STUDY TEXT Start Marker

Tuesday, May 18, 2010

Heavy metal toxicity

Dietary minerals are essential for normal body function, but in too large an amount causes heavy metal toxicity. These include:
Manganese
Iron
Copper
Chromium
Zinc
Selenium
Cobalt

Essential vitamins A, D, and E can also be toxic

Toxic metals not necessary for normal body function, but which also cause heavy metal toxicity are:
Lead
Mercury
Cadmium
Silver
Thallium
Tin
Berylium
Aluminum


Toxic metals can bioaccumulate in the body and in the food chain

Toxic metalloid: Arsenic

toxic nonmetalloids/hallogens: flouride, chlorine

Toxic organic compounds: phosphorus (pesticides: organophosphates), nitrogen (cyanide, nicotine), alcohol

Venom, toxins, and food poisoning are also found in fish/seafood, other vertebrates, arthropods, poisonous plants and poisonous fungi.

See chart

...Okay. So that was a mouthful. Just found that off Wikipedia. Anyways...

We bought a wheat grinder. It was actually a corn grinder, at La Mexicana grocery store in Othello, WA, where I was actually looking for and bought a cheap tortilla press. But, I saw this grinder that was $25, and it grinds corn! Corn I hear is the hardest grain on earth, and some grinders don't grind. So, we didn't have a grinder, still don't, so we bought this. Got home, and it didn't do much more than crack wheat. I guess I could have tried cracked wheat bread, but for some reason I'd prefer that my grinder made flour. So, we found a tightening bolt, and tightened a little, then a little more, then a lot, and it cracked and broke. But it would have been worth the gamble to get a $25 vs. $300 grinder, right?

STUDY TEXT End Marker

[TO DO]
A. Say whether each statement agrees with the heavy metal toxicity post, answering yes or no and quoting the words of the post that decide it: (i) The grinder bought at La Mexicana cost $25. (ii) Arsenic is described as a toxic metalloid. (iii) The grinder made flour once its bolt was tightened.
B. From the heavy metal toxicity post, print the passage starting at the words "Toxic metals can" and ending after the words "off Wikipedia. Anyways...".

DATA UNDER STUDY Start Marker

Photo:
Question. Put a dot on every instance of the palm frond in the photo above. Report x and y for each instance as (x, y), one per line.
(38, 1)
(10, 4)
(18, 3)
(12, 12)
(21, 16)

DATA UNDER STUDY End Marker

[PER-TASK ANSWERS]
A.
(i) Yes: "I saw this grinder that was $25, and it grinds corn!"
(ii) Yes: "Toxic metalloid: Arsenic"
(iii) No: "So, we found a tightening bolt, and tightened a little, then a little more, then a lot, and it cracked and broke."

B.
Toxic metals can bioaccumulate in the body and in the food chain

Toxic metalloid: Arsenic

toxic nonmetalloids/hallogens: flouride, chlorine

Toxic organic compounds: phosphorus (pesticides: organophosphates), nitrogen (cyanide, nicotine), alcohol

Venom, toxins, and food poisoning are also found in fish/seafood, other vertebrates, arthropods, poisonous plants and poisonous fungi.

See chart

...Okay. So that was a mouthful. Just found that off Wikipedia. Anyways...